What this exercise asks
- a) Please copy the message from "Maybe the list" to "verbatim output, anyway.", replacing "file1.txt" with "notes.txt" each time it occurs.
- b) Answer these questions about the message:
(i) What expression is called an actual YAML map?
(ii) How many entries does the YAML example contain?
(iii) Which programmers does the final paragraph suspect will also prefer the regular language output?
## Start Extract
On 9/3/2010 18:43, Petr Rockai wrote:
I guess the only reasonable way to YAML [(a, b)] is a list of singleton
maps, right... or is a list of two-element lists better? (As opposed to
[a ->  b] which is an actual YAML map.)

Maybe the list of two-element lists *is* preferable? There is a subtle order sometimes implied by summary information, anyway. One possible YAML example:

- [A, file1.txt]
- [M, file1.txt]
- [Move, file1.txt, file2.txt]
- [M, file2.txt]

I've got a gut feeling that I'd rather see darcs properly escape things in a
clear character-oriented format for its machine-readable output than deal with
verbatim output, anyway.

Yes, but that's just because you are a python programmer and not a perl
programmer (or a shell programmer, or an awk programmer). I suspect
emacs-lispers will prefer the regular language output too.
## End Extract
## Start Provided information
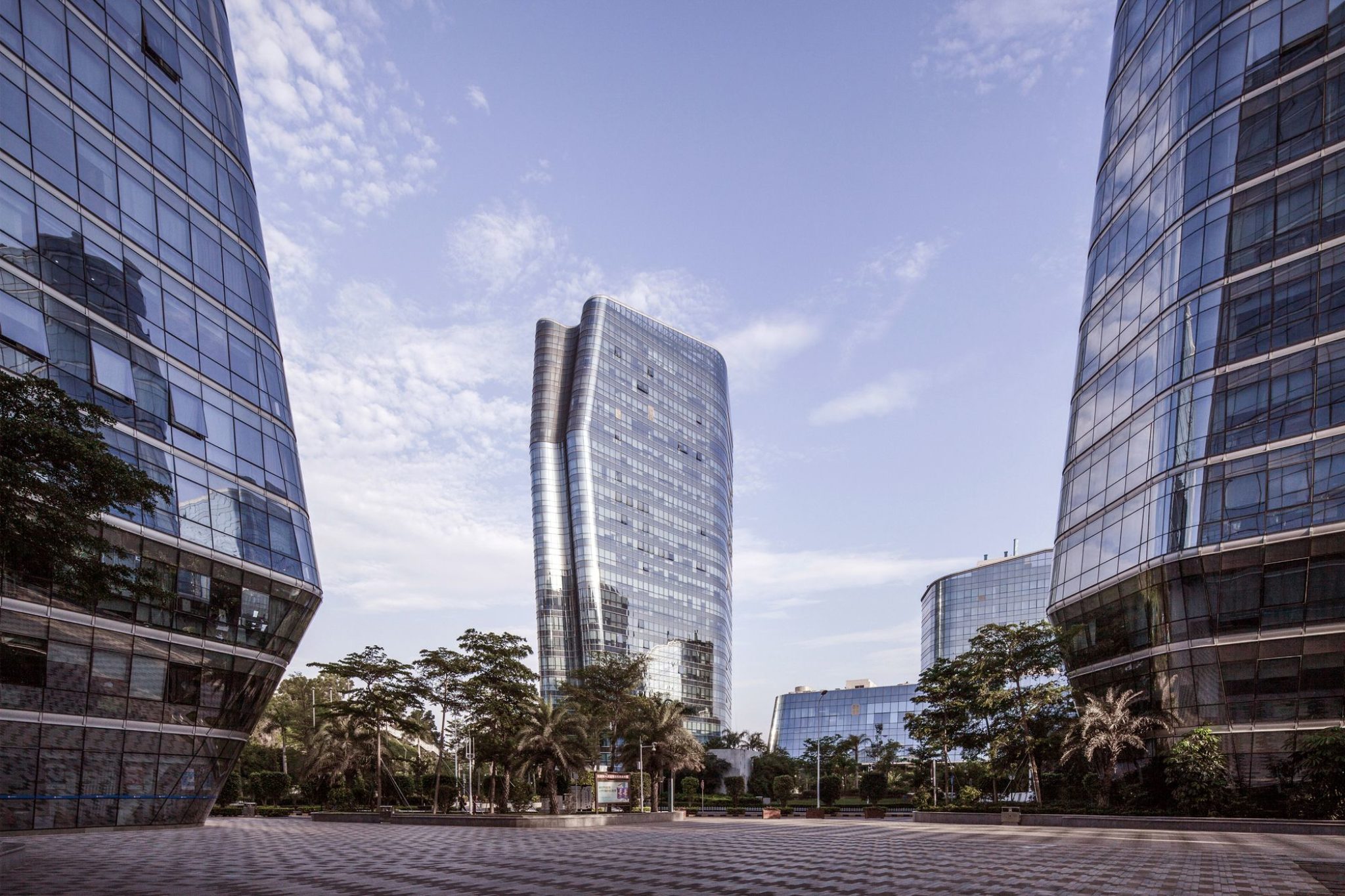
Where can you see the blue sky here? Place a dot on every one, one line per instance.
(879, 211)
## End Provided information
## Start Provided information
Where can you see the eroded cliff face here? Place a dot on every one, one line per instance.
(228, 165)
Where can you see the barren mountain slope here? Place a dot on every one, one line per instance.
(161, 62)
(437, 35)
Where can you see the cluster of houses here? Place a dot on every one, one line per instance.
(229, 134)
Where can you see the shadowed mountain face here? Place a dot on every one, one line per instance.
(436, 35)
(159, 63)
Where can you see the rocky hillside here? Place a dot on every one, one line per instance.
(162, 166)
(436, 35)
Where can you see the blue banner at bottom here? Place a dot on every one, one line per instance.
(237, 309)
## End Provided information
Results for each task
- a)
Maybe the list of two-element lists *is* preferable? There is a subtle order sometimes implied by summary information, anyway. One possible YAML example:

- [A, notes.txt]
- [M, notes.txt]
- [Move, notes.txt, file2.txt]
- [M, file2.txt]

I've got a gut feeling that I'd rather see darcs properly escape things in a
clear character-oriented format for its machine-readable output than deal with
verbatim output, anyway.

- b)
(i) [a -> b]
(ii) Four
(iii) Emacs-lispers